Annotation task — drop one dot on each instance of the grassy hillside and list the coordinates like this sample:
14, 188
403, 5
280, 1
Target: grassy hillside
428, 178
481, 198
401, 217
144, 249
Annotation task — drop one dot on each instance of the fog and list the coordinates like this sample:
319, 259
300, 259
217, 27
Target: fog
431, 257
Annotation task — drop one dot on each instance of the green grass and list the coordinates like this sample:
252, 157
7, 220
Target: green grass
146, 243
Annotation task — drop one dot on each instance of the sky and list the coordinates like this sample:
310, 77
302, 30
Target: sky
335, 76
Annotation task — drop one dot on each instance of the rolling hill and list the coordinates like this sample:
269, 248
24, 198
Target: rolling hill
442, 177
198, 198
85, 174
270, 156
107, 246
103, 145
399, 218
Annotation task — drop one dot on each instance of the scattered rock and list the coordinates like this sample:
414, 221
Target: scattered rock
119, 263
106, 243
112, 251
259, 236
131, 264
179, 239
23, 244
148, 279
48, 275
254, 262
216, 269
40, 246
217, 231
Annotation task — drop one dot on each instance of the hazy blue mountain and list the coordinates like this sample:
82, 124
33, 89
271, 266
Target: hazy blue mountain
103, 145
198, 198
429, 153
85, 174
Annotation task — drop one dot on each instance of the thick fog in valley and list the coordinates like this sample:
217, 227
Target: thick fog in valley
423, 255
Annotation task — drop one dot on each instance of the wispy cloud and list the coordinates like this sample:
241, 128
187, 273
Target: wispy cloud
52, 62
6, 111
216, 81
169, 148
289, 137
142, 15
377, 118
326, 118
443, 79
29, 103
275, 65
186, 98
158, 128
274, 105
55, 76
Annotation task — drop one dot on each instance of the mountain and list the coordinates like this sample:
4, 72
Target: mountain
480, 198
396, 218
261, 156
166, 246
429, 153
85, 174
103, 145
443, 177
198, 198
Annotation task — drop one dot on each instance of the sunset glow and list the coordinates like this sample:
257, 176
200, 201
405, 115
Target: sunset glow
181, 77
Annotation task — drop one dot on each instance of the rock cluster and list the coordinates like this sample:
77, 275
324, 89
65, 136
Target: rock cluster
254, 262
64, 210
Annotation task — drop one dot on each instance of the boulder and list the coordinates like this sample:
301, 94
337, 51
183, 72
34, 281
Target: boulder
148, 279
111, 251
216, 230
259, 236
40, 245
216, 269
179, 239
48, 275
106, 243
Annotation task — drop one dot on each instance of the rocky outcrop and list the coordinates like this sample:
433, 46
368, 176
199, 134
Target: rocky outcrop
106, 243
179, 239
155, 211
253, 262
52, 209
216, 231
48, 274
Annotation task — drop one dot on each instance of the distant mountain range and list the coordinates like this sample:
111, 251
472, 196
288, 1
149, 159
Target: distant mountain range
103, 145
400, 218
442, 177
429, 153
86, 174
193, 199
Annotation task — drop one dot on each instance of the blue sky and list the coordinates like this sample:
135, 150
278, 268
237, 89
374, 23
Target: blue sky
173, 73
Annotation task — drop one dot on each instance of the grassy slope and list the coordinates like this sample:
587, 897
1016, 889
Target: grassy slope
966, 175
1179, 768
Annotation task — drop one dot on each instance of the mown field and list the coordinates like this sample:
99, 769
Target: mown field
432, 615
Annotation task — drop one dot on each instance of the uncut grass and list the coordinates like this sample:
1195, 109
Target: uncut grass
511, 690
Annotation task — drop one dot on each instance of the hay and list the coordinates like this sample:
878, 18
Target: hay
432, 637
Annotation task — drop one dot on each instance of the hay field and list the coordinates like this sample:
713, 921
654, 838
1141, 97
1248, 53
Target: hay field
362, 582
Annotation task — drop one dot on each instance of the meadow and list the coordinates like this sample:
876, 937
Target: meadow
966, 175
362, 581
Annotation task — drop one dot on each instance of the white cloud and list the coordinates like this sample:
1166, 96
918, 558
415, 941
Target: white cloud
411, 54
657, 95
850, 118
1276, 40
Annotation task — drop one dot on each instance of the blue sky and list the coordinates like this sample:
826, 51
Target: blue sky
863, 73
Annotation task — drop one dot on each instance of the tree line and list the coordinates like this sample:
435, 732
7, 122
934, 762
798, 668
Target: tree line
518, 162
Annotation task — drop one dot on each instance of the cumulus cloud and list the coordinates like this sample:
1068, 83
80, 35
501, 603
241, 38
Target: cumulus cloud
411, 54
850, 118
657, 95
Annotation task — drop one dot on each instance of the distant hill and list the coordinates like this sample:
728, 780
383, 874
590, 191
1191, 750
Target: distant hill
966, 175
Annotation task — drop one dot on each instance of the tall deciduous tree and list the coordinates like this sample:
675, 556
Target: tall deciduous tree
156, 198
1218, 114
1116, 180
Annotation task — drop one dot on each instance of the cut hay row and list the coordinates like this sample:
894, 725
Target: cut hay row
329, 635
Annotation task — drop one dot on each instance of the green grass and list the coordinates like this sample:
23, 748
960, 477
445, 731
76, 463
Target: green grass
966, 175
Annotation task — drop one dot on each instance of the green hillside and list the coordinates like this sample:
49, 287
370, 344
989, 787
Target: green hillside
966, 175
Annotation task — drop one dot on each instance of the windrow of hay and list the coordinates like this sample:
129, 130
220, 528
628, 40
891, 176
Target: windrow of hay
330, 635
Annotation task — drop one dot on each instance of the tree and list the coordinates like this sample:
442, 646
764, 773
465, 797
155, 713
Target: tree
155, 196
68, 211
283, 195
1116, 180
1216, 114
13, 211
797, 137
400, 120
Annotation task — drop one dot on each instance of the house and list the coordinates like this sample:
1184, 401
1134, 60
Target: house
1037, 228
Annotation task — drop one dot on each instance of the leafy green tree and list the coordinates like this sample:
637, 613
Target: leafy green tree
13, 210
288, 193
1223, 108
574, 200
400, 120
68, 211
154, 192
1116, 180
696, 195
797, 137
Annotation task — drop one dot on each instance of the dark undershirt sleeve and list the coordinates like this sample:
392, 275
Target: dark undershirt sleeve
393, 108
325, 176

Problem description >>
Reproduce each line of the material above precisely.

Response to this exercise >>
Annotation task — drop one dot on each instance of the grassy hillside and list the coordinates like this sample:
14, 188
403, 5
280, 1
Target: grassy hillside
428, 178
481, 198
401, 217
144, 249
Annotation task — drop one dot on each instance of the fog and list the coordinates like this sample:
319, 259
300, 259
217, 27
Target: fog
431, 257
Annotation task — drop one dot on each instance of the green grass and list the coordinates like this sample:
252, 157
7, 220
Target: green grass
146, 243
Annotation task — drop one dot on each instance of the sky and list the coordinates like this sample:
310, 77
302, 30
Target: sky
335, 76
Annotation task — drop one dot on each instance of the rolling hill and list the coordinates like this sample:
269, 248
24, 198
Target: rolling hill
442, 177
198, 198
85, 174
270, 156
107, 246
103, 145
399, 218
Annotation task — drop one dot on each instance of the scattered rock and list the coordinates like this sample:
414, 221
Target: scattered rock
119, 263
106, 243
112, 251
259, 236
131, 264
179, 239
23, 244
148, 279
48, 275
254, 262
216, 269
40, 246
217, 231
Annotation task — drop one dot on each instance of the hazy blue mountain and list the coordinates like this sample:
82, 124
33, 89
271, 266
Target: hazy blue mountain
103, 145
198, 198
429, 153
85, 174
Annotation task — drop one dot on each instance of the thick fog in valley and list the coordinates like this sample:
217, 227
Target: thick fog in valley
423, 255
Annotation task — drop one dot on each instance of the wispy cloud and list the coordinates like this sample:
241, 128
187, 273
Target: wispy cloud
52, 62
6, 111
216, 81
169, 148
289, 137
142, 15
377, 118
326, 118
443, 79
29, 103
275, 65
186, 98
158, 128
274, 105
55, 76
Annotation task — drop one dot on each instance of the mountain and list the coordinates like this sample:
4, 72
Target: mountain
480, 198
396, 218
261, 156
166, 246
429, 153
85, 174
103, 145
443, 177
198, 198
Annotation task — drop one dot on each instance of the sunset glow and list the coordinates like this sample:
257, 176
200, 201
405, 115
Target: sunset glow
181, 77
Annotation task — drop one dot on each instance of the rock cluster and list the coordinates like this sample:
77, 275
324, 89
65, 136
Target: rock cluster
254, 262
64, 210
Annotation task — drop one dot on each instance of the boulder and list the coordinates like this sample:
301, 94
337, 51
183, 72
34, 281
Target: boulder
148, 279
111, 251
216, 230
259, 236
40, 245
216, 269
179, 239
48, 275
106, 243
Annotation task — drop one dot on each instance of the rocky outcrop and list the coordinates like this sample:
433, 46
368, 176
199, 134
Target: rocky outcrop
106, 243
179, 239
155, 211
253, 262
52, 209
216, 231
48, 274
Annotation task — drop one dot on each instance of the distant mountain range and list the coordinates like this sample:
111, 251
472, 196
288, 1
149, 159
Target: distant mountain range
103, 145
400, 218
442, 177
429, 153
86, 174
193, 199
Annotation task — drop one dot on each instance of the blue sky and list the coordinates like this sample:
135, 150
278, 268
237, 89
374, 23
Target: blue sky
173, 73
Annotation task — drop one dot on each instance of the grassy slope and list the coordinates like this sample:
587, 897
1016, 889
Target: grassy slope
966, 175
1179, 768
Annotation task — drop one dot on each instance of the mown field and list the coordinates like this sample:
99, 769
Target: mown field
432, 615
Annotation task — drop one dot on each instance of the uncut grass and list the coordinates like this sample:
1195, 109
Target: uncut grass
511, 690
Annotation task — drop one dot on each instance of the hay and list the coordinates like this sample:
878, 18
Target: hay
432, 637
Annotation task — drop one dot on each instance of the hay field and list the coordinates like this sample:
713, 921
654, 838
1141, 97
1248, 53
Target: hay field
362, 582
Annotation task — drop one dot on each instance of the meadow and list the coordinates like this sample:
876, 937
Target: meadow
966, 175
362, 581
Annotation task — drop one dot on each instance of the white cloud and list the coordinates like this sample:
1166, 96
918, 558
415, 941
Target: white cloud
411, 54
657, 95
850, 118
1276, 40
Annotation task — drop one dot on each instance of the blue sky and list the coordinates like this sample:
826, 51
Target: blue sky
863, 73
Annotation task — drop one dot on each instance of the tree line and list the coordinates like this sample:
435, 732
7, 122
934, 762
798, 668
Target: tree line
518, 162
Annotation task — drop one dot on each instance of the cumulus cloud and list the coordinates like this sample:
1068, 83
80, 35
501, 603
241, 38
Target: cumulus cloud
411, 54
850, 118
657, 95
Annotation task — drop one dot on each instance of the distant hill and list the coordinates like this sample:
728, 780
383, 874
590, 191
1191, 750
Target: distant hill
966, 175
Annotation task — drop one dot on each instance of the tall deciduous tree and list the coordinates like this sample:
675, 556
Target: tall deciduous tree
156, 198
1218, 114
1116, 180
Annotation task — drop one dot on each instance of the cut hay row and list the coordinates like this sample:
894, 725
Target: cut hay row
329, 635
Annotation task — drop one dot on each instance of the green grass and list the coordinates like this sample:
23, 748
960, 477
445, 731
76, 463
Target: green grass
966, 175
Annotation task — drop one dot on each instance of the green hillside and list the coordinates like this sample:
49, 287
370, 344
989, 787
Target: green hillside
966, 175
Annotation task — drop one dot on each instance of the windrow of hay and list the coordinates like this sample:
129, 130
220, 528
628, 40
891, 176
Target: windrow of hay
330, 635
Annotation task — drop one dot on each instance of the tree and list the coordinates like this sample:
442, 646
764, 773
465, 797
155, 713
Target: tree
155, 196
68, 211
283, 195
1116, 180
1216, 114
13, 211
797, 137
400, 120
Annotation task — drop one dot on each instance of the house and list the coordinates like this sample:
1184, 401
1134, 60
Target: house
1037, 228
Annotation task — drop one dot on each instance of the leafy green tree and list the coordinates like this sample:
637, 613
Target: leafy green tree
13, 210
288, 193
1223, 108
574, 200
400, 120
68, 211
154, 192
1116, 180
696, 195
797, 137
Annotation task — drop one dot on each instance of the dark undershirt sleeve and list the coordinates like this sample:
392, 275
Target: dark undershirt sleeve
393, 108
325, 176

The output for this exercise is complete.